● Exercise details
Could you reproduce all the entries under this sentence exactly, leaving the images aside?

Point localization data
+===+

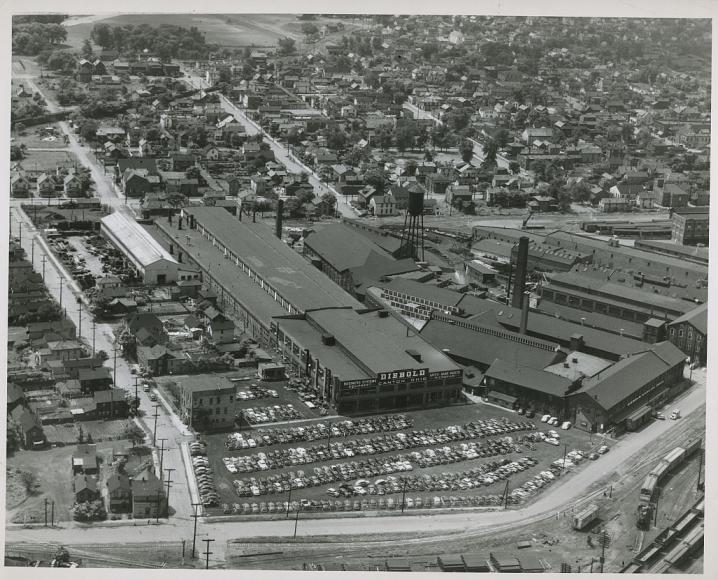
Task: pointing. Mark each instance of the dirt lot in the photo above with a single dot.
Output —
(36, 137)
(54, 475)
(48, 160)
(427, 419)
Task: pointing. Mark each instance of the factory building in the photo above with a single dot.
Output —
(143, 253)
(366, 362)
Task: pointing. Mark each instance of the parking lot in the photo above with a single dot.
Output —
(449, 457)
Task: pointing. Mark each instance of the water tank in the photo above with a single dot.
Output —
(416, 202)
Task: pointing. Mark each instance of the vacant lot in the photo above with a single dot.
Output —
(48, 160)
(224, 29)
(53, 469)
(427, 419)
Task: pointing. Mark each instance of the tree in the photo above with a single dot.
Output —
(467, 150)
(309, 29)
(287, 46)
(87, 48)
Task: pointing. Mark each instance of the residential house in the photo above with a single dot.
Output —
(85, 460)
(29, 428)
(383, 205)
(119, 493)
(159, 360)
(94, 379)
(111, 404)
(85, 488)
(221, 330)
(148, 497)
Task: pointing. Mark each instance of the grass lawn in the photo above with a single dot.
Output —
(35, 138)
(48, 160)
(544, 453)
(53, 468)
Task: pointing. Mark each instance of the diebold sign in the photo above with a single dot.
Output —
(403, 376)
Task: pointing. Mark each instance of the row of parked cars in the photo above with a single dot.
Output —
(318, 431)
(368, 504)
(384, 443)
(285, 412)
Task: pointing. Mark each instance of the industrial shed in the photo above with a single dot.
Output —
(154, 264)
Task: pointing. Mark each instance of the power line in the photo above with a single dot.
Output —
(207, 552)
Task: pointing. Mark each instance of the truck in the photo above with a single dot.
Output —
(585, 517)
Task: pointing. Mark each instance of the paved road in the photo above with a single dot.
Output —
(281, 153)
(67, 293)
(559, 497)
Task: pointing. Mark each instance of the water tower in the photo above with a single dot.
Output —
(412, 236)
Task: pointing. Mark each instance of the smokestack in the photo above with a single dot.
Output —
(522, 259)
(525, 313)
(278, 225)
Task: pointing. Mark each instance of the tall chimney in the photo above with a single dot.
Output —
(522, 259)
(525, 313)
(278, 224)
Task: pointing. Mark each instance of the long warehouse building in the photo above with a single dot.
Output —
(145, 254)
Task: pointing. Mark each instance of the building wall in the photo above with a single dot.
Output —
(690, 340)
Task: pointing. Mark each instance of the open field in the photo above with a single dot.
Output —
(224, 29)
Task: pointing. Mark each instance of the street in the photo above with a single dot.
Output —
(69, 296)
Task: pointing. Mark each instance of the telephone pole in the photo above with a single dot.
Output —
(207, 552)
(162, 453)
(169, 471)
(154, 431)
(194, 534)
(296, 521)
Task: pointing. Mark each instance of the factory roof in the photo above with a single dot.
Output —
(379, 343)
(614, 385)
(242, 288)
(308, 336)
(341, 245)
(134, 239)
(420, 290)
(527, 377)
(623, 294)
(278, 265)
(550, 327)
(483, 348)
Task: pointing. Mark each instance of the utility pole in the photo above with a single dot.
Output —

+===+

● Problem solution
Task: pointing. Mark each instance of the dirt lot in the photo above with a single dot.
Output —
(36, 137)
(54, 475)
(48, 160)
(427, 419)
Task: pointing. Mark each instance of the factory building in the photo above with a single dot.
Output —
(143, 253)
(366, 362)
Task: pointing. Mark each instance of the parking lot in the photo above with a single dot.
Output —
(449, 457)
Task: pointing. Mark each instance of the water tank in the photo above with a single dot.
Output —
(416, 202)
Task: pointing. Mark each instance of the vacant lot in the photo above with a single dot.
Output —
(48, 160)
(224, 29)
(53, 469)
(427, 419)
Task: pointing. Mark each instance of the tree in the photo above with a single dot.
Output —
(467, 150)
(309, 29)
(287, 46)
(87, 48)
Task: pointing. Mark each instance of the residential house in the photo above with a single dot.
Output —
(85, 460)
(29, 428)
(383, 205)
(119, 493)
(159, 360)
(94, 379)
(111, 404)
(85, 488)
(221, 330)
(148, 497)
Task: pointing. Mark each instance of the grass lawn in the photo above with a single dot.
Output —
(35, 138)
(48, 160)
(544, 453)
(53, 468)
Task: pointing. Mark each instance of the diebold sign in the photo above with a single dot.
Output —
(403, 376)
Task: pointing. Mark each instance of the row of parked cars in the photo above with a single dot.
Output —
(318, 431)
(368, 504)
(384, 443)
(285, 412)
Task: pointing. Mark each instance of the industrial shed in the photo above with a single dot.
Output —
(154, 264)
Task: pointing. Mark each instance of the power line in the photo above with a single dot.
Output —
(207, 552)
Task: pointing. Mark each instance of the truck in the photo above with a single dot.
Output —
(585, 517)
Task: pointing. Mark each instance of the paved road in the photo above with a single dot.
Output —
(281, 153)
(67, 293)
(559, 497)
Task: pointing. Mark each instance of the water tower in the photo above with a single dot.
Output —
(412, 236)
Task: pointing. Mark each instance of the smokestack in the photo above with a single dot.
Output —
(522, 259)
(525, 313)
(278, 225)
Task: pointing. Mark each instance of the tall chimney in the photo above with a single dot.
Output —
(522, 259)
(525, 313)
(278, 224)
Task: pointing. Mark each instance of the long warehouse building in the photo above with a single dot.
Output —
(145, 254)
Task: pointing. Mark each instance of the building wall in the photo above with a single dot.
Output —
(690, 340)
Task: pointing. Mark each instance of the open field in the photo above with a single dot.
Output —
(224, 29)
Task: pointing. Mark each instance of the street in the photo above with a single dot.
Output —
(69, 296)
Task: pointing. Mark each instance of the telephone pole in the photo above with a single dot.
Output —
(207, 552)
(162, 453)
(169, 471)
(154, 431)
(194, 534)
(296, 521)
Task: pointing. Mark each instance of the factory roof in the photo above with a single dot.
Output —
(379, 343)
(614, 385)
(242, 288)
(308, 336)
(341, 245)
(134, 239)
(420, 290)
(527, 377)
(623, 294)
(278, 265)
(550, 327)
(483, 348)
Task: pointing. Mark each instance of the utility pole in the photo above with a single dot.
Output —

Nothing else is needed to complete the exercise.